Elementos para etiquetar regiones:
────────────────────────────────────────
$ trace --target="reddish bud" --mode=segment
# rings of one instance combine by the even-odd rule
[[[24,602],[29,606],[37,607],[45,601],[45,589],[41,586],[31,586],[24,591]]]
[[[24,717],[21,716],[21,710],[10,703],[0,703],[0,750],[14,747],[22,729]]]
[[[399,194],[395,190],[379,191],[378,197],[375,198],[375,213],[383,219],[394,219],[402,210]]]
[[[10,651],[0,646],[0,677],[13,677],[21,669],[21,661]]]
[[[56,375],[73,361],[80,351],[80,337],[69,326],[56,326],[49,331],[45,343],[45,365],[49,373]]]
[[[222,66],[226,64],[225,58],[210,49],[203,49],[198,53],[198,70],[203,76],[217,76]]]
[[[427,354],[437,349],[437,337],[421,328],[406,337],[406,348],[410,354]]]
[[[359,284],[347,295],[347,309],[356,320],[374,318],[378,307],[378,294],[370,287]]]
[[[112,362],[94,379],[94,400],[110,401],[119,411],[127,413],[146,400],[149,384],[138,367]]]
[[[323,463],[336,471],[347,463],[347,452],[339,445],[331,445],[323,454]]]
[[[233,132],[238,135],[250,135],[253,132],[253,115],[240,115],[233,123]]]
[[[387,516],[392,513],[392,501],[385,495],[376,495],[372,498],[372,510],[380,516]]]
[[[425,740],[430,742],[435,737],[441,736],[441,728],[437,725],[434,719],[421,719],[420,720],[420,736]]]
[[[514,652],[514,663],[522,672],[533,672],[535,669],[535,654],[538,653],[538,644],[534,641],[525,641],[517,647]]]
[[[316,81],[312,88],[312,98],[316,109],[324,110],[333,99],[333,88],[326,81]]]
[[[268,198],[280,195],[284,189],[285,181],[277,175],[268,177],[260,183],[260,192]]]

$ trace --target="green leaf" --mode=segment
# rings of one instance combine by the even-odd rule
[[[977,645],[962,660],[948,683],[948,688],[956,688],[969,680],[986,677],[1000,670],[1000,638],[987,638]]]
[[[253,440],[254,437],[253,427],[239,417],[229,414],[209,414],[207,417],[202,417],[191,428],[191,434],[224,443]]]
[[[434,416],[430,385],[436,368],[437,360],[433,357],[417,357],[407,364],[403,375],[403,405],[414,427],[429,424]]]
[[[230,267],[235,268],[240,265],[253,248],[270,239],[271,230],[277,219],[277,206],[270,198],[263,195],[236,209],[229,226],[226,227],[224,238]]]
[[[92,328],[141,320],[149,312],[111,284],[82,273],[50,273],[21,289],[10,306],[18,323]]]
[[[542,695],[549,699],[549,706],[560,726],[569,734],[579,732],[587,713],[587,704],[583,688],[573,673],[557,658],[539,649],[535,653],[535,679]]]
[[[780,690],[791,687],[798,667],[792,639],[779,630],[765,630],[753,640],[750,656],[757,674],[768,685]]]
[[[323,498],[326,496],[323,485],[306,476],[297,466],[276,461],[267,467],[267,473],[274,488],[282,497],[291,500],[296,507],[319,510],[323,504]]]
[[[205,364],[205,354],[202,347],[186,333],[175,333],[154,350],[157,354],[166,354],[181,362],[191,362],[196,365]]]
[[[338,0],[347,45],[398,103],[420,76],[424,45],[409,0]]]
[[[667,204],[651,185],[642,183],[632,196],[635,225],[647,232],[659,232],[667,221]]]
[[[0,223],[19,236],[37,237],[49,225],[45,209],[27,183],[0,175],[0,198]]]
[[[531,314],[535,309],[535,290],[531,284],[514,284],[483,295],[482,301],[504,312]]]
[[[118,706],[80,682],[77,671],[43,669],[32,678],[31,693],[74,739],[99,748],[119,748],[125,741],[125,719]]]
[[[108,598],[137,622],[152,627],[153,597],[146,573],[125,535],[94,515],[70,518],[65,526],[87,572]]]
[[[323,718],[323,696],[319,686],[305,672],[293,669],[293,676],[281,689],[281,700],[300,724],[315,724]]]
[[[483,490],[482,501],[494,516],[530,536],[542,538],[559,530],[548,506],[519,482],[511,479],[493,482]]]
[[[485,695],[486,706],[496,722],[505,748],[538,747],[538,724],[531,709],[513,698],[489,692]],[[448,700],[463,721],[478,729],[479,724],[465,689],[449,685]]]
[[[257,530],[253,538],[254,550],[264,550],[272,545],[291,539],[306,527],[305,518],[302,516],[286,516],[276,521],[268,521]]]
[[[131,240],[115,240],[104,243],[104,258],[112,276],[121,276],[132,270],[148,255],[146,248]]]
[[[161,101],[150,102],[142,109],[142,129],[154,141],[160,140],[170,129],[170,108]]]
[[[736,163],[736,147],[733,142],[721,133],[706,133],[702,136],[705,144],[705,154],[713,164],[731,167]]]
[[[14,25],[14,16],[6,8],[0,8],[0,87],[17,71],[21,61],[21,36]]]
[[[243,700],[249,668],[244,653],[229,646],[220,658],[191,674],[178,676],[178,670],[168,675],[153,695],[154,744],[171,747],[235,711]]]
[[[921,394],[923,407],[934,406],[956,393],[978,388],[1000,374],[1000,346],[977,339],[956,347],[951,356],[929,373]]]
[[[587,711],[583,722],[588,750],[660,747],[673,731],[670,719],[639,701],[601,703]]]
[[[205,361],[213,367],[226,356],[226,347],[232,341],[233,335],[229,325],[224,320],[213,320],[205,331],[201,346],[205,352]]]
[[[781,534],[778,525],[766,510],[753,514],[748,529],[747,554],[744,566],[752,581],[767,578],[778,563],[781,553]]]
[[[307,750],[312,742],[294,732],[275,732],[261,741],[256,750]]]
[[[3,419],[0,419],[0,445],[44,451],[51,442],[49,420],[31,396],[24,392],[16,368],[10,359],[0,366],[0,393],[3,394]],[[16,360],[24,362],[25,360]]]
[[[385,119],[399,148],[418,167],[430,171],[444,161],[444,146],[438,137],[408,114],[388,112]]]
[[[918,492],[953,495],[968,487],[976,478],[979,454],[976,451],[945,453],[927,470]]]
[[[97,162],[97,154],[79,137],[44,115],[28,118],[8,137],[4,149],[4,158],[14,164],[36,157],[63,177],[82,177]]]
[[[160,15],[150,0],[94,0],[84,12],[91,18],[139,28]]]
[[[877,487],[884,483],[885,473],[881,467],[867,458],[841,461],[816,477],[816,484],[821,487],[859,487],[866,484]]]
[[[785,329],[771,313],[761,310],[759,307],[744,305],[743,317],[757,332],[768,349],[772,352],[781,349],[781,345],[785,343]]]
────────────────────────────────────────
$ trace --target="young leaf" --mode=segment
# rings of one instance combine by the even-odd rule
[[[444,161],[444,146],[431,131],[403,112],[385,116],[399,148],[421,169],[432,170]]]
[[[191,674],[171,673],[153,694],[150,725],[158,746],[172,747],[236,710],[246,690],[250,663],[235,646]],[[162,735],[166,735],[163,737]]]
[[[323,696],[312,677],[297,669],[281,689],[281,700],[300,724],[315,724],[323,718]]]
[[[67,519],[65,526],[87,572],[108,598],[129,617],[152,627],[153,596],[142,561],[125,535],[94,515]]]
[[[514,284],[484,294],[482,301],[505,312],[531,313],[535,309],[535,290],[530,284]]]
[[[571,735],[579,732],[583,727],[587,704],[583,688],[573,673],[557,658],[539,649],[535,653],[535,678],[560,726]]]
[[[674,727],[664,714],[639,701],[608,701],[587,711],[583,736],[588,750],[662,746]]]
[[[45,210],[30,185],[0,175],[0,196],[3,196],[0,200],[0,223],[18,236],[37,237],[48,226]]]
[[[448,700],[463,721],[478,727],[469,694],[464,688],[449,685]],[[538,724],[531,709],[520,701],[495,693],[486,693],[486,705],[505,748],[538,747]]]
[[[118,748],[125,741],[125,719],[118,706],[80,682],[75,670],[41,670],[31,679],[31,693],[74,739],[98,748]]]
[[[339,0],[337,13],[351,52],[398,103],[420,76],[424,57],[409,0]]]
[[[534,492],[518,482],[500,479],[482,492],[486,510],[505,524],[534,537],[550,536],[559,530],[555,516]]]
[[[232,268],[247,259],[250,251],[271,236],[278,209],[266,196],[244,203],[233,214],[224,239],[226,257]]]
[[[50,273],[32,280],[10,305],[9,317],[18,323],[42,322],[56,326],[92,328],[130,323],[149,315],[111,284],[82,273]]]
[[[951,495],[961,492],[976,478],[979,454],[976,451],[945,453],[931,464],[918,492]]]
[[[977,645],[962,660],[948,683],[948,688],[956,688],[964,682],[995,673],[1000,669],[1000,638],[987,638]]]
────────────────────────────────────────
Reúne y copia todas las líneas de arriba que contengan la palabra "mode".

## Respuesta
$ trace --target="reddish bud" --mode=segment
$ trace --target="green leaf" --mode=segment
$ trace --target="young leaf" --mode=segment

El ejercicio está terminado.